ARTIKEL:
───

2.3 Auf die Beschwerde ist wegen offensichtlich fehlender Legitimation mit
Entscheid des Einzelrichters im vereinfachten Verfahren nach Art. 108 BGG nicht
einzutreten.

2.4 Für die Regelung der Kosten- und Entschädigungsfolgen ist von Bedeutung,
dass der Werkvertrag unmittelbar nach Eröffnung der Verfügung über die
Verweigerung der aufschiebenden Wirkung geschlossen worden ist. Dies dürfte
zwar vermutlich verfassungsmässiger Prüfung Stand halten (vgl. Urteil 2C_634/
2008 vom 11. März 2009). Indessen hat hier die Beschwerdeführerin rasch
reagiert und die Zwischenverfügung vom 24. April 2012 innert acht Tagen beim
Bundesgericht angefochten. Es gibt keine Anzeichen dafür, dass sie von der
Vergabestelle über den am 27. April 2012 definitiv zustande gekommenen Vertrag
informiert worden wäre. Unter solchen Umständen rechtfertigt es sich nicht, sie
im Hinblick auf die Kostenregelung als unterliegende Partei zu betrachten.

───

DATENZEILEN:
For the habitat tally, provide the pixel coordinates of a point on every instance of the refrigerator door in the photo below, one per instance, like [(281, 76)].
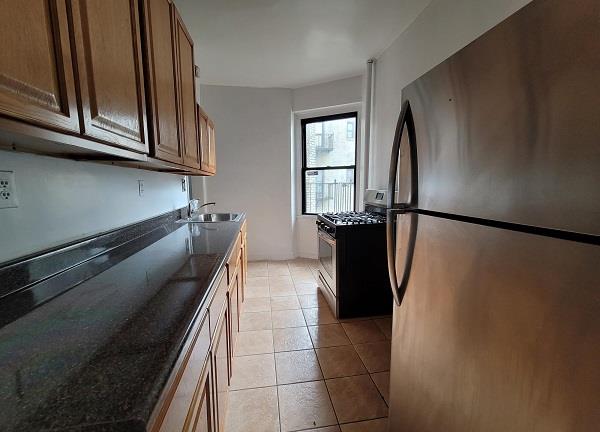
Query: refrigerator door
[(508, 128), (498, 331), (402, 196)]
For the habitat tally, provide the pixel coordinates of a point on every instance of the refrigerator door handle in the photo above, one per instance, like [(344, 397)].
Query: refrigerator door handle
[(405, 119), (399, 285)]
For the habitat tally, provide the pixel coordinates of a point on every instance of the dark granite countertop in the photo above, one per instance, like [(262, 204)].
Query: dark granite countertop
[(97, 356)]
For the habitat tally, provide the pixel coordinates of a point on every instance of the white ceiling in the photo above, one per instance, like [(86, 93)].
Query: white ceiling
[(291, 43)]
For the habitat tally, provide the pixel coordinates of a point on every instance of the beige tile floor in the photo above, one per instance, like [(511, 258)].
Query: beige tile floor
[(296, 368)]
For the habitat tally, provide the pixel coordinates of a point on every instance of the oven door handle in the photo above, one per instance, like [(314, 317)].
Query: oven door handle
[(327, 238)]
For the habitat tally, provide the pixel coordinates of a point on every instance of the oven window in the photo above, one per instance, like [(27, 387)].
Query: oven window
[(326, 256)]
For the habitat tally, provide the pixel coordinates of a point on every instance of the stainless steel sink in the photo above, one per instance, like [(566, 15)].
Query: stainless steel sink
[(213, 217)]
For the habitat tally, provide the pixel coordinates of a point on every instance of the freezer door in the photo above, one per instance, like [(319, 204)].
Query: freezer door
[(498, 331), (508, 128)]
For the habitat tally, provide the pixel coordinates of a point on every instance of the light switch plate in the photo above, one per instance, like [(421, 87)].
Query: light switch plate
[(8, 190)]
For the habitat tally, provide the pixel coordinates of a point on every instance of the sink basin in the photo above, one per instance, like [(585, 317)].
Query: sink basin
[(213, 217)]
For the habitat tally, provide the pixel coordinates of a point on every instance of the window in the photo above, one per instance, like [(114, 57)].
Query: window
[(349, 129), (329, 163)]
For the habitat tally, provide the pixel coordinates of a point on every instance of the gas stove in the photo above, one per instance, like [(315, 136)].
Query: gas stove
[(353, 273), (354, 218)]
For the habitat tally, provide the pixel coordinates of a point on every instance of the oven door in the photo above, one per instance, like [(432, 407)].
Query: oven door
[(327, 260)]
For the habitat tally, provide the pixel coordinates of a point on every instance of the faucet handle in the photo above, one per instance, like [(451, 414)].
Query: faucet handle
[(193, 207)]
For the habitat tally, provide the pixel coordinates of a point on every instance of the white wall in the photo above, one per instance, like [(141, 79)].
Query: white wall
[(441, 29), (339, 92), (258, 156), (61, 200), (254, 159)]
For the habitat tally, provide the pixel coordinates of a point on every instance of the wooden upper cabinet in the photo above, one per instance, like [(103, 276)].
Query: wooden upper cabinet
[(36, 70), (162, 80), (110, 71), (207, 143), (187, 94), (212, 158)]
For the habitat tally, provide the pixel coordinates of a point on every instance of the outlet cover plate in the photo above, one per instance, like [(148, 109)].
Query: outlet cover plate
[(8, 190)]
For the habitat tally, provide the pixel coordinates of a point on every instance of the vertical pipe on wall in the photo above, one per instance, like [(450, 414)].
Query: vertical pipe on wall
[(368, 110)]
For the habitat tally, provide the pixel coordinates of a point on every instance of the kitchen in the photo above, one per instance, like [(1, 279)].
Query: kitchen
[(177, 249)]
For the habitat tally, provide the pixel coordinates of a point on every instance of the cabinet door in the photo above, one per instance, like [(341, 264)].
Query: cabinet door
[(203, 138), (108, 48), (221, 368), (212, 157), (203, 420), (234, 300), (187, 95), (36, 70), (161, 70)]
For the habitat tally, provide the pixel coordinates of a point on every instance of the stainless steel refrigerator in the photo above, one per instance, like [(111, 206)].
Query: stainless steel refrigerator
[(494, 231)]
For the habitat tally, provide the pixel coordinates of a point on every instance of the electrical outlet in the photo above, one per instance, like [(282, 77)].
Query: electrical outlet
[(8, 190)]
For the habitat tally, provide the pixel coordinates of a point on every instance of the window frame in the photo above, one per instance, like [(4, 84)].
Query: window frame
[(304, 168)]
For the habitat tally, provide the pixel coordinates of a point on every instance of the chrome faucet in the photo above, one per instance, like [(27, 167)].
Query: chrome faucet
[(194, 207), (207, 204)]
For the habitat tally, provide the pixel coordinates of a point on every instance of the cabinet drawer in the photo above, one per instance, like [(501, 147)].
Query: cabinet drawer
[(185, 379), (216, 304)]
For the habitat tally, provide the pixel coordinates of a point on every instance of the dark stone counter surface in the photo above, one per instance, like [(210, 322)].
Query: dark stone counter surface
[(96, 355)]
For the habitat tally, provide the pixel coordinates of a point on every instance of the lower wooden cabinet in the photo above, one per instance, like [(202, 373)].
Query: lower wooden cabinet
[(202, 416), (197, 396), (221, 358), (234, 304)]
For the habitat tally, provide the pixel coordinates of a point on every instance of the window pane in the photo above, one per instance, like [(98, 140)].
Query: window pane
[(329, 190), (331, 143)]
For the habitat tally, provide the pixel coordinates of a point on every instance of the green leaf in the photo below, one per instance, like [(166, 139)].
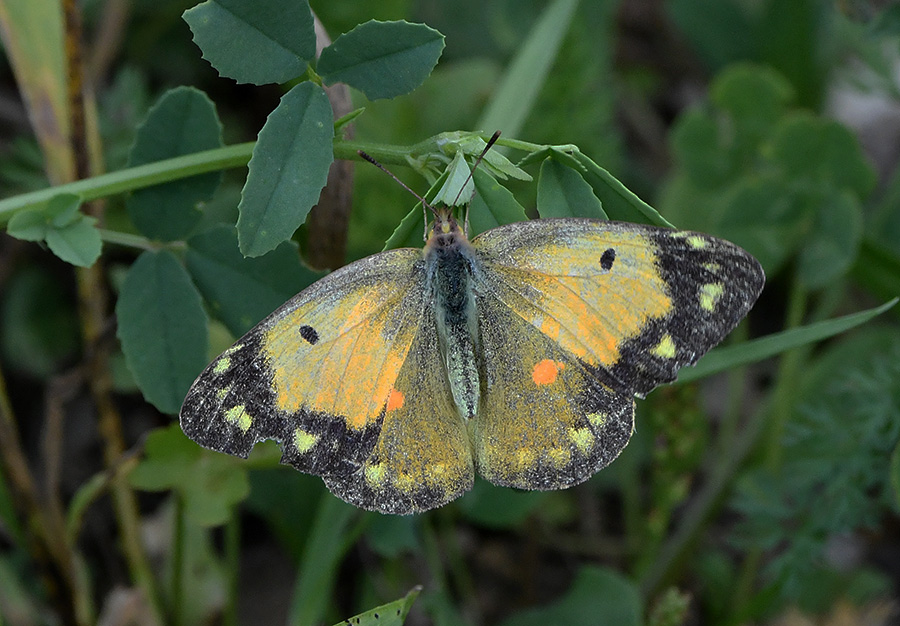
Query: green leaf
[(391, 614), (330, 538), (411, 228), (727, 357), (452, 192), (29, 225), (877, 269), (392, 535), (79, 243), (763, 216), (288, 169), (562, 192), (516, 94), (182, 122), (619, 203), (493, 205), (242, 291), (70, 235), (211, 484), (497, 507), (597, 596), (824, 151), (382, 59), (832, 246), (34, 224), (163, 328), (265, 41), (755, 97), (62, 210)]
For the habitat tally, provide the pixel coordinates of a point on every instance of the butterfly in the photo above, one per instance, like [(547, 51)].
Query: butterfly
[(516, 355)]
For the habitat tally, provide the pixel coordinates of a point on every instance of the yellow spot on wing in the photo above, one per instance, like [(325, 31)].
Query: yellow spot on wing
[(695, 241), (665, 349), (710, 294), (395, 400), (597, 420), (304, 440), (546, 371), (375, 474), (350, 374), (559, 457), (238, 415), (559, 288), (233, 349)]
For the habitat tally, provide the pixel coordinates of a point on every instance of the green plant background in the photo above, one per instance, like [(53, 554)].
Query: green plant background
[(763, 487)]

───

GESTELLTE AUFGABE: Führen Sie den Urteilsauszug zur Beschwerde und zur Kostenregelung im Anschluss an seinen letzten Satz weiter.

GELÖSTE AUFGABE:
Vielmehr ist es im Wesentlichen der Gemeinde sowie der Zuschlagsempfängerin
zuzuschreiben, dass Verfahrenskosten entstanden sind. Es rechtfertigt sich
daher, die Gerichtskosten ihnen aufzuerlegen (vgl. Art. 66 Abs. 3 und 5 BGG)
und sie zur Ausrichtung einer Parteientschädigung an die Beschwerdeführerin zu
verpflichten (vgl. Art. 68 Abs. 4 BGG).

Demnach erkennt der Präsident:

1.
Auf die Beschwerde wird nicht eingetreten.

2.
Die Gerichtskosten von Fr. 1'200.-- werden der Gemeinde Küsnacht und der
Y.________ AG, unter solidarischer Haftung auferlegt.

3.
Die Gemeinde Küsnacht und die Y.________ AG, haben die Beschwerdeführerin unter
solidarischer Haftung für das bundesgerichtliche Verfahren mit Fr. 2'000.-- zu
entschädigen.

4.
Dieses Urteil wird den Verfahrensbeteiligten und dem Verwaltungsgericht des
Kantons Zürich, 1. Abteilung, Abteilungspräsident, schriftlich mitgeteilt.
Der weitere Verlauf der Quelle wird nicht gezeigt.